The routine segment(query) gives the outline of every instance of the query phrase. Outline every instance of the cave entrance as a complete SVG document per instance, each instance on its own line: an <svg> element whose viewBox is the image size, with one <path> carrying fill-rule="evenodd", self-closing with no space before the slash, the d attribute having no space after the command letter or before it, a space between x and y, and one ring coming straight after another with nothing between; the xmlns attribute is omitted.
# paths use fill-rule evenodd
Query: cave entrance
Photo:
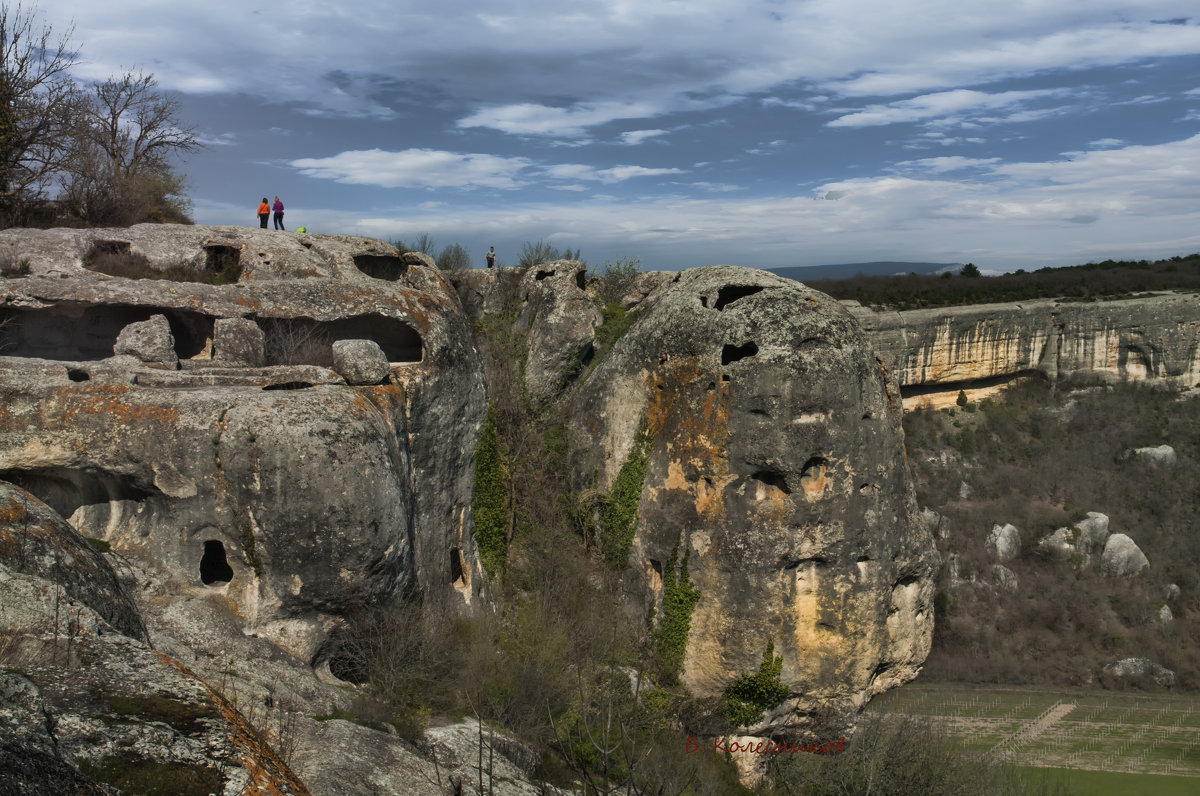
<svg viewBox="0 0 1200 796"><path fill-rule="evenodd" d="M233 580L233 567L224 555L224 544L217 539L204 543L204 556L200 557L200 582L205 586L218 586Z"/></svg>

* **WRITTEN TASK**:
Pictures are excluded; copy all other data exactly as shown.

* **FULL SOLUTION**:
The routine segment(query) gives the outline of every instance of the query phrase. Outline every instance of the cave entrance as a complete SVG document per instance, each instance on its own line: an <svg> element whose viewBox is the image size, with one <path> carrying fill-rule="evenodd", self-closing with no space before the slash, the d attribute having no space after the command letter or before it, a space between x and y, and one ring coming straight after another with nothing between; the xmlns attribute is omitted.
# paths use fill-rule evenodd
Query: cave entrance
Photo:
<svg viewBox="0 0 1200 796"><path fill-rule="evenodd" d="M233 580L233 567L224 555L224 544L217 539L204 543L204 556L200 557L200 582L205 586L218 586Z"/></svg>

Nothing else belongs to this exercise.